AUFGABEN:
**a)** Beantworte bitte diese Fragen zum Text über junge Musik:
(i) Aus welchem Werk Friedrich Schillers stammt das angeführte Zitat?
(ii) In welcher Stadt begann Mendelssohn Bartholdy das Werk, und wo vollendete er es?
(iii) Wem hat er das Werk gewidmet?
**b)** Führe den Text über junge Musik nach seinem letzten Satz weiter.

SEITENAUSZUG:
★ ★ ★ ★ ★ ★ ★
Meinung

Junge Musik meint in diesem Fall nicht, dass sie etwas Unvergängliches sei; also – was unsterblich im Gesang soll leben (Friedrich Schiller, Die Götter Griechenlands) – als dem Bereich des Idealischen zugehörig dem Vergehen nicht preisgegeben ist.

 

Junge Musik meint auch nicht, dass der Tonsetzer sie in relativ jugendlichem Alter aufs Notenpapier geworfen hat. Auch wenn es sich bei dem ersten der hier in Erinnerung gerufenen Kompositionen um ein Werk handelt, das Felix Mendelssohn Bartholdy als 22-jähriger in Rom zu schreiben begonnen und in München vollendet hat.

 

Dass er es der 17-jährigen Pianistin Delphine von Schauroth gewidmet hat, ist insofern von doppeltem Belang, als es sich zum einen bei diesem Werk ganz eindeutig um eine Liebeserklärung an die Widmungsträgerin handelt und zum anderen um ein musikalisch-jugendliches Stelldichein.
★ ★ ★ ★ ★ ★ ★
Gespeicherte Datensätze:
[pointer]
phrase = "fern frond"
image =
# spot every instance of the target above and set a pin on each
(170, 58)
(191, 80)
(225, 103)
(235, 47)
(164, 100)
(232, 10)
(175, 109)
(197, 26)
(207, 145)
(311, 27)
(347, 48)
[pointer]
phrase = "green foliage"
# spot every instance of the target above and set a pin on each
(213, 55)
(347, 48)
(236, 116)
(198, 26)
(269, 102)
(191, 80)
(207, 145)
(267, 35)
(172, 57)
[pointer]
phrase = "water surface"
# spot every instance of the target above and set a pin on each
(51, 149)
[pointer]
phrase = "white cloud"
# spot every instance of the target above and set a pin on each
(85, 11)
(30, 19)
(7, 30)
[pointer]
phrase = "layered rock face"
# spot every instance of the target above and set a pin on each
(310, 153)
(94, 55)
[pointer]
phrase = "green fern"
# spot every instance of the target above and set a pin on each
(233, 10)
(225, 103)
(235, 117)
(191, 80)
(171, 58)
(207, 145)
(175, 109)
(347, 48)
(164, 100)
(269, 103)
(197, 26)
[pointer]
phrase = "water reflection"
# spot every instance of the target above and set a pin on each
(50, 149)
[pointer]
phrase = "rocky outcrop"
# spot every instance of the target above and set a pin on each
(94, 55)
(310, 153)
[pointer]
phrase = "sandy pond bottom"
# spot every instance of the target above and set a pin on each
★ ★ ★ ★ ★ ★ ★
ANTWORTEN JE AUFGABE:
**a)**
(i) Aus „Die Götter Griechenlands“.
(ii) Er begann es in Rom und vollendete es in München.
(iii) Der 17-jährigen Pianistin Delphine von Schauroth.

**b)**
Mit der Überschrift Ewig junge Musik ist vielmehr gemeint, dass es Kompositionen gibt, die, ihrer eigentümlich jugendlichen Lebendigkeit und ihres ungestümen Draufgängertums wegen von jugendlichen Interpreten dargeboten werden sollten. Sofern ihnen die Nähe zum durch akademische Professionalität noch nicht eingefriedeten Sturm und Drang zu eigen ist, selbstredend auf der Basis eines versierten musikalisch-technischen Know-hows.

 

Bevor ich auf zwei, meines Erachtens, vorbildliche, da jugendlich-frische und lebensfroh-draufgängerische Interpretationen zu sprechen komme, ein Blick auf die beiden Kompositionen geworfen, die die nachfolgenden Überlegungen angeregt haben.

 

Die Rede ist zum einen von Felix Mendelssohn Bartholdys Klavierkonzert Nr. 1 in g-Moll, Opus 25. Zur Aufführung gebracht durch das Gewandhausorchester Leipzig unter der Leitung von Kurt Masur – das ‚junge‘ Orchester trifft auf anrührende Weise auf einen in die Jahre gekommenen Dirigenten – mit der zum Zeitpunkt der Einspielung noch nicht einmal 20-jährigen chinesischen Pianistin Yuja Wang.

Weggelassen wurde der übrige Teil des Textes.